These are inspiring stories from and about people who have newly accessed church online. Send us yours!
The comment that has moved me most of all is a lady from Facebook who wrote to me saying she has never been able to go to church but always wanted to too. The lady in question is autistic, she doesn’t like long services or crowds of people. She thanked me profusely for giving her the gift she always wanted, as you can imagine I felt deeply humbled.
A member of my congregation has severe cystic fibrosis so cannot get to church. I have never met her because she was too ill to see me. I included her in all my correspondence, emails and phone calls and she wrote the following:
Thank you for your emails and service sheets. I don't always clock in at the time you post the services, but it is nice to have them there to use in a quiet moment in my day. When the lockdown is lifted, it would be really nice if in the long term some of these services could continue online for those of us who can't make it to the church building. I would use them from home or hospital. I feel so supported by you, and God at the moment. We are in a terrible situation but I really do feel safe in a spiritual sense. She then asked me to send my emails and service sheets to her parents (who don't come to church) and they have begun tuning in to both Morning Prayer and the Sunday Services and even emailing me to thank me for including them.
Today is Sunday. Whatever today holds, every one of us is outside our comfort zone.
In an hour I shall join our church’s online service and then a zoom ‘after church coffee group’.
Why? For security? For a sense of normality? To recreate what cannot be at the moment?
It won’t give me any of those because, in itself, it can’t.
So why? Well, last week it’s where Jesus met me and spoke to me of His love and His presence with me in the lockdown. And I’d like to meet Him again this Sunday. And during the week.
I don’t want online church to try to recreate the past. I want it to give each of us the opportunity to touch the numinous, to meet Jesus. And I want it to find new ways of giving this to others trying to chart their way through these strange times, and beyond.
Christine Jackson
Children are the ones who have been hit hard by the quarantine. Young kids have much difficulty surviving in the 4 walls with no peer communication.
On Sundays, we open a separate Zoom conference for them where a Sunday School teacher first has an interactive Bible lesson and then leaves them online to talk and show-off to each other. I must say that the kids stay online the longest “fellowshipping” afterwards!
These miss each other indeed.
"I love this and the singing. I work at the hospital for NHS and I'm not able to attend church as often as I would like to as I have to work every weekend, unless I book holiday. Therefore I'm overwhelmed I can listen to services on here. I do try to attend evening services whenever I can as this church is where I did Sunday school as a little girl and has been my family church all my life for services also our family funerals and weddings. This is the only church I have ever attended and want to attend therefore I'm so grateful to be able to listen to the services.”

===============

[Task A]: In the online church stories, what does a Sunday School teacher do first in the separate Zoom conference for children?
[Task B]: For each statement, say whether it agrees with the online church stories, and quote the deciding words: (i) The writer has met the congregation member with severe cystic fibrosis. (ii) The hospital worker has to work every weekend unless she books holiday. (iii) The autistic lady from Facebook likes long services.
The listing is separate material, unconnected to the online church stories.

===============

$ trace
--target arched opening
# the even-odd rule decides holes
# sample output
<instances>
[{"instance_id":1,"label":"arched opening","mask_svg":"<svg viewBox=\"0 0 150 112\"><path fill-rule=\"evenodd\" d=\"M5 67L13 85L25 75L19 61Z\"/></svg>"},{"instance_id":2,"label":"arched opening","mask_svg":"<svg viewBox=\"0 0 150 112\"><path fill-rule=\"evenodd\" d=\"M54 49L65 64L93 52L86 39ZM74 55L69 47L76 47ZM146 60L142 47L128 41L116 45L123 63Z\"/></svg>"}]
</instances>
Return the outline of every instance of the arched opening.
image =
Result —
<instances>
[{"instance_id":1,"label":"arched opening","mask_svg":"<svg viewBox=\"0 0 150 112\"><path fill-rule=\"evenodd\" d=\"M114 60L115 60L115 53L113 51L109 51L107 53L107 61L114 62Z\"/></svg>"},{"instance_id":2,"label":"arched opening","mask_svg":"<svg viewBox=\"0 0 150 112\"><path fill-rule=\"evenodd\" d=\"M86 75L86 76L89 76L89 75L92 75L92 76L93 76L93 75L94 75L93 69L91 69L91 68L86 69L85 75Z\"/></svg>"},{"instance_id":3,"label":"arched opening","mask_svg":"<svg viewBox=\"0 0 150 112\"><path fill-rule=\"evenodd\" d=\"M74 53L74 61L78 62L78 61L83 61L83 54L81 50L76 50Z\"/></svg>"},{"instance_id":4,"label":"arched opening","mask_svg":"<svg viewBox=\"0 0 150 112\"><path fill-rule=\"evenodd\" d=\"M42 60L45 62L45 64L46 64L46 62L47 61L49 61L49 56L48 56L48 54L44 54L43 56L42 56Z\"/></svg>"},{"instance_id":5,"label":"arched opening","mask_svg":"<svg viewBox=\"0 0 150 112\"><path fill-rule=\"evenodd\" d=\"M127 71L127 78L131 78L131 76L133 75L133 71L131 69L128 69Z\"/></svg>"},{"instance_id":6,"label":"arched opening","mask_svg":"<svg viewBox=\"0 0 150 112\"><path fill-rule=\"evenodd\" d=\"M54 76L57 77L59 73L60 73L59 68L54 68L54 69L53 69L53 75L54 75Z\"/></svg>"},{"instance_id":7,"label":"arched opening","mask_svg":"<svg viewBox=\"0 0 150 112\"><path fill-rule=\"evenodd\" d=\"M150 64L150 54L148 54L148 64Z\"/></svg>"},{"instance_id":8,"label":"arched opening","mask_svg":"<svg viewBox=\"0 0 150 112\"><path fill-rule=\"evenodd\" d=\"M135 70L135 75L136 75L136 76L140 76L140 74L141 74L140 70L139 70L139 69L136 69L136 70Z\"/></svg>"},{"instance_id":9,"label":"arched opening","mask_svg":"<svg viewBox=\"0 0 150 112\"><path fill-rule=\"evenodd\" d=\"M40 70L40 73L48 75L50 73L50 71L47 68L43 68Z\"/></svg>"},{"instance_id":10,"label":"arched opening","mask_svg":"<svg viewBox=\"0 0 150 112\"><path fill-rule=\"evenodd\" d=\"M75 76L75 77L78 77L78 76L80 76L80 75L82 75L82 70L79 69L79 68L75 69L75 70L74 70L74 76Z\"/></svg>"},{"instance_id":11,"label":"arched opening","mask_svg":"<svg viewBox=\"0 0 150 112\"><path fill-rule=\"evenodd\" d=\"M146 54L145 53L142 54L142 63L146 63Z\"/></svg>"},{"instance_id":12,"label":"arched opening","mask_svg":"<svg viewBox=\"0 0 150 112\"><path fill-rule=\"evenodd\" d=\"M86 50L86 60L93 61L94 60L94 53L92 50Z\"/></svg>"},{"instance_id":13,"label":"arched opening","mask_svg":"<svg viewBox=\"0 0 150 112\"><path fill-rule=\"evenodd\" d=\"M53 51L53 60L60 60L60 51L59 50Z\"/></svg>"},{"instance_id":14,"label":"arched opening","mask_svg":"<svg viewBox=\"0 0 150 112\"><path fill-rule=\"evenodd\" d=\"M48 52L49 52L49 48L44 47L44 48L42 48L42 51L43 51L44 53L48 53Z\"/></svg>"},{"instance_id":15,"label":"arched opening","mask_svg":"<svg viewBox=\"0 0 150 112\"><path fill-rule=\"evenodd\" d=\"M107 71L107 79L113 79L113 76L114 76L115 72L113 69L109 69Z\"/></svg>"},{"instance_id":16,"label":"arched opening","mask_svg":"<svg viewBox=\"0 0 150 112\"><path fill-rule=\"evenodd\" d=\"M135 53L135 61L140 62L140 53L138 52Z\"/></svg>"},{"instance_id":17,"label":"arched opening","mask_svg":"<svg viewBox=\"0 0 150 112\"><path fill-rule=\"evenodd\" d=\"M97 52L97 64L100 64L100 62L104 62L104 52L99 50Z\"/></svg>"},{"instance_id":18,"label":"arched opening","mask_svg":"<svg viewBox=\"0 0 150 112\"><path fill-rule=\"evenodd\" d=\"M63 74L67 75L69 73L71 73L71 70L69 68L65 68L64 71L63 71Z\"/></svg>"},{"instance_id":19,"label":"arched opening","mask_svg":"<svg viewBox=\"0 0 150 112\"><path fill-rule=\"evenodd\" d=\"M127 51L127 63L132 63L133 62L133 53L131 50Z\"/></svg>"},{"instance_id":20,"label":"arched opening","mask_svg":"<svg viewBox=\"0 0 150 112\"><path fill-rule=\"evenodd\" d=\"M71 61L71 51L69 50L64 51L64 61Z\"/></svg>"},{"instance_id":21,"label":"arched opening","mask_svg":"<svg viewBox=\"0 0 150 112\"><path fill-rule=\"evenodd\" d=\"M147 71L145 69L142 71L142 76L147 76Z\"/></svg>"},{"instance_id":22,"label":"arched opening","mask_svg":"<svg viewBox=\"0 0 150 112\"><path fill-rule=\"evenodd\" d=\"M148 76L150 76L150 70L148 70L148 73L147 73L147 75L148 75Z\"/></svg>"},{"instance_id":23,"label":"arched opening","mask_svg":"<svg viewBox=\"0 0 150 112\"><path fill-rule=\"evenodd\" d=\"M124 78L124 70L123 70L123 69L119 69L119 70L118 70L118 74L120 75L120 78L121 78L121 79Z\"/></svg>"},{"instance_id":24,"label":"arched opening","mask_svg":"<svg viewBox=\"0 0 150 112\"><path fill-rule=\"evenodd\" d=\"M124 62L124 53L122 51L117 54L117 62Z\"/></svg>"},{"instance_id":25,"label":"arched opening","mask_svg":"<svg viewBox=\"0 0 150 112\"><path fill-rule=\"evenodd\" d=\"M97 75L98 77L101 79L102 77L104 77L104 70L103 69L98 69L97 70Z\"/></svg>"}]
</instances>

===============

[Your response A]: The teacher has an interactive Bible lesson.

[Your response B]:
(i) No: "I have never met her because she was too ill to see me."
(ii) Yes: "I have to work every weekend, unless I book holiday."
(iii) No: "she doesn’t like long services or crowds of people."